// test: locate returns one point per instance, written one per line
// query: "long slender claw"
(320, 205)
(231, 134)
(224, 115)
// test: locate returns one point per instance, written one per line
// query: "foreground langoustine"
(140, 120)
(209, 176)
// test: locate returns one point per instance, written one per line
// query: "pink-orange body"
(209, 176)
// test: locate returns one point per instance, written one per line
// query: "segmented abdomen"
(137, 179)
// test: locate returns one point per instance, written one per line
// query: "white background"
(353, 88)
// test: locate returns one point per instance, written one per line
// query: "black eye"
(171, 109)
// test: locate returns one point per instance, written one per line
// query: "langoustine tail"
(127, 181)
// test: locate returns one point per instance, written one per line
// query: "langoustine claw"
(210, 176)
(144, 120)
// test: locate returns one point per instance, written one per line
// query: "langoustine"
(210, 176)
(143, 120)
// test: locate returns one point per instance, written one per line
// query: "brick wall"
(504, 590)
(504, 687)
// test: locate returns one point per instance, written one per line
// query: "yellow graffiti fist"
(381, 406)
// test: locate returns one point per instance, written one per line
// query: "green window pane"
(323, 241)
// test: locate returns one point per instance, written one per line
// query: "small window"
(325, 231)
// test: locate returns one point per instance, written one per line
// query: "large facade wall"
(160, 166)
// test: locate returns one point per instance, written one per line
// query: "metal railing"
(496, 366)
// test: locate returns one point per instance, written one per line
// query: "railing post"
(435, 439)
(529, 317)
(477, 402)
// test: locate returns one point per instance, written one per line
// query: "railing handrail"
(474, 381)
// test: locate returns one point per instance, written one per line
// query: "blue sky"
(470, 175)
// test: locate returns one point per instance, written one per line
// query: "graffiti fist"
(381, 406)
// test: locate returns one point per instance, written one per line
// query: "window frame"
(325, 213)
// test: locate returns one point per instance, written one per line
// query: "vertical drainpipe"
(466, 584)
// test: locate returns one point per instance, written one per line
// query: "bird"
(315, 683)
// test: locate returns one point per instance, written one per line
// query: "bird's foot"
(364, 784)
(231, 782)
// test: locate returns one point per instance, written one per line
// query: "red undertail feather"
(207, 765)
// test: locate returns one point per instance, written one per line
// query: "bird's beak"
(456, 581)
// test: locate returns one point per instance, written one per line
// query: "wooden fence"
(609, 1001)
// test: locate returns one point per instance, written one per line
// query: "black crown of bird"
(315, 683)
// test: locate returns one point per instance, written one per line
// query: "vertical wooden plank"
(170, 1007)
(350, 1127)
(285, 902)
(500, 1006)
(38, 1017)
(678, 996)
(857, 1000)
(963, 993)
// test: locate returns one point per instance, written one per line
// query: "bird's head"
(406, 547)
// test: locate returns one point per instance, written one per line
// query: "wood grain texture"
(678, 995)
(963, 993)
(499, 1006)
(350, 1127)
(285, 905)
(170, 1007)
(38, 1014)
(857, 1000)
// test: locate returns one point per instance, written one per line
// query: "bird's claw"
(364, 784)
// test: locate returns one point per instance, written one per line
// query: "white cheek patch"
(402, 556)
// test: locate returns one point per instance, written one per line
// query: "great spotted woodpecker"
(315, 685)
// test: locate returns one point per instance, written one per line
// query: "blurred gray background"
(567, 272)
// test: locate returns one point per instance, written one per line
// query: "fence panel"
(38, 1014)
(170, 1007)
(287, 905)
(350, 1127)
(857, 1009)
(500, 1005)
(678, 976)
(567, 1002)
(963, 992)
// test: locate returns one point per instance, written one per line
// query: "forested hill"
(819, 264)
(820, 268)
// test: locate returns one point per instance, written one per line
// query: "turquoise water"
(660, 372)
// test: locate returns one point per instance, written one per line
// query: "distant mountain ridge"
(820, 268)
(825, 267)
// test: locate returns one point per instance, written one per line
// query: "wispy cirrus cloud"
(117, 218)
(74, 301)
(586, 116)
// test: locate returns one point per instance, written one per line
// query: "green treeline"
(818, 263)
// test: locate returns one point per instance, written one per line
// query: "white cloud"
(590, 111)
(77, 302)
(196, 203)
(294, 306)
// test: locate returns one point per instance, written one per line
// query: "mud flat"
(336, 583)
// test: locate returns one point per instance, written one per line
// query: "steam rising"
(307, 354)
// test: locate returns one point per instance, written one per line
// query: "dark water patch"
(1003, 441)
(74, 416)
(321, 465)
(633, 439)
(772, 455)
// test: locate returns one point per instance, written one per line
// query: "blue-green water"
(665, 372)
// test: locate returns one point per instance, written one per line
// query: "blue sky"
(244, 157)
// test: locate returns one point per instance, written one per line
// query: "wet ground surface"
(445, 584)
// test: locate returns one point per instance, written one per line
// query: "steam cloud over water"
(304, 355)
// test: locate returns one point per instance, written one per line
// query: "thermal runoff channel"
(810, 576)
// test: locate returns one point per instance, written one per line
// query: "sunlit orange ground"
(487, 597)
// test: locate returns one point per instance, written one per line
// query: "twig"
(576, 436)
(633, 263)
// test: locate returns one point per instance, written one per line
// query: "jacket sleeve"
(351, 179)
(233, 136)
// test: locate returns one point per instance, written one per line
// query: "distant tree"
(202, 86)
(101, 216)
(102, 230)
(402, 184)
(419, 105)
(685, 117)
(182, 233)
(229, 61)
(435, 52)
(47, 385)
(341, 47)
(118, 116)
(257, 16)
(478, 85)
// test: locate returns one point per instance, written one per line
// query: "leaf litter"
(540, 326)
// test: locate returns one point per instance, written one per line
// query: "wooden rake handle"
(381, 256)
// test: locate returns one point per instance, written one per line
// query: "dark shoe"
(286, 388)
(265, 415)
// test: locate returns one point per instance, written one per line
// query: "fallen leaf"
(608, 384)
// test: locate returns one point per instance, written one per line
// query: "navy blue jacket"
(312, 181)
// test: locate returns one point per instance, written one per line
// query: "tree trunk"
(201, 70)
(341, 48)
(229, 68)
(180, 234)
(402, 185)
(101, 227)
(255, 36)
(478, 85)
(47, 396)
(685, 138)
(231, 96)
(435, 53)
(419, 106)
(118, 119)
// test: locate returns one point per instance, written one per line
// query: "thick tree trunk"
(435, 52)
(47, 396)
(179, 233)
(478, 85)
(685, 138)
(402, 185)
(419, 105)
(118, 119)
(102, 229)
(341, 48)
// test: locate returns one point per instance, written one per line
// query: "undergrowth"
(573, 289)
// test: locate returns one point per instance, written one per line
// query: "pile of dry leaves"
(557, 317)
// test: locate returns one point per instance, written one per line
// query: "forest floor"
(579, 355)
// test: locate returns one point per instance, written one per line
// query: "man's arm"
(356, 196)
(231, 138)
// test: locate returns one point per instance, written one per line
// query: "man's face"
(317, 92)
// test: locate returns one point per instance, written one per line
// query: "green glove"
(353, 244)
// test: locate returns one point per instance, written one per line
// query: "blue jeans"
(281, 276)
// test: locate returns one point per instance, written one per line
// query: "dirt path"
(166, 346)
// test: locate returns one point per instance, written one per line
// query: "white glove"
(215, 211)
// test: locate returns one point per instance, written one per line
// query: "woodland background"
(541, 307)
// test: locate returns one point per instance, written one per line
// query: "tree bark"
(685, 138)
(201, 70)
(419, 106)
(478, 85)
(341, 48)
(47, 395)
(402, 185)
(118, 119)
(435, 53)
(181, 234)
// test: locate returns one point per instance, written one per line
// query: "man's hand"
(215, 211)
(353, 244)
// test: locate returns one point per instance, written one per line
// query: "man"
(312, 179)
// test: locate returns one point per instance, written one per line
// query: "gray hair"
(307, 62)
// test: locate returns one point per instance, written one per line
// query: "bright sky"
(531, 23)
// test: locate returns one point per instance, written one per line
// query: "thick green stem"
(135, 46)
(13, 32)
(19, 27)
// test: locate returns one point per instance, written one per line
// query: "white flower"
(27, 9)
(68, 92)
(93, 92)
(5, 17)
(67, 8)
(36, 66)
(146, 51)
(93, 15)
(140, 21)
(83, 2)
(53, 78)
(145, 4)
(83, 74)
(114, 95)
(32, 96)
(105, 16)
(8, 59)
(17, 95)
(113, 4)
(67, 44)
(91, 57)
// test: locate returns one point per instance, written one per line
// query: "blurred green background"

- **Request**
Select every line of the listing above that contains the word "blurred", and treat uppercase and lowercase letters as distinct.

- **Final result**
// query: "blurred gray background"
// query: "blurred green background"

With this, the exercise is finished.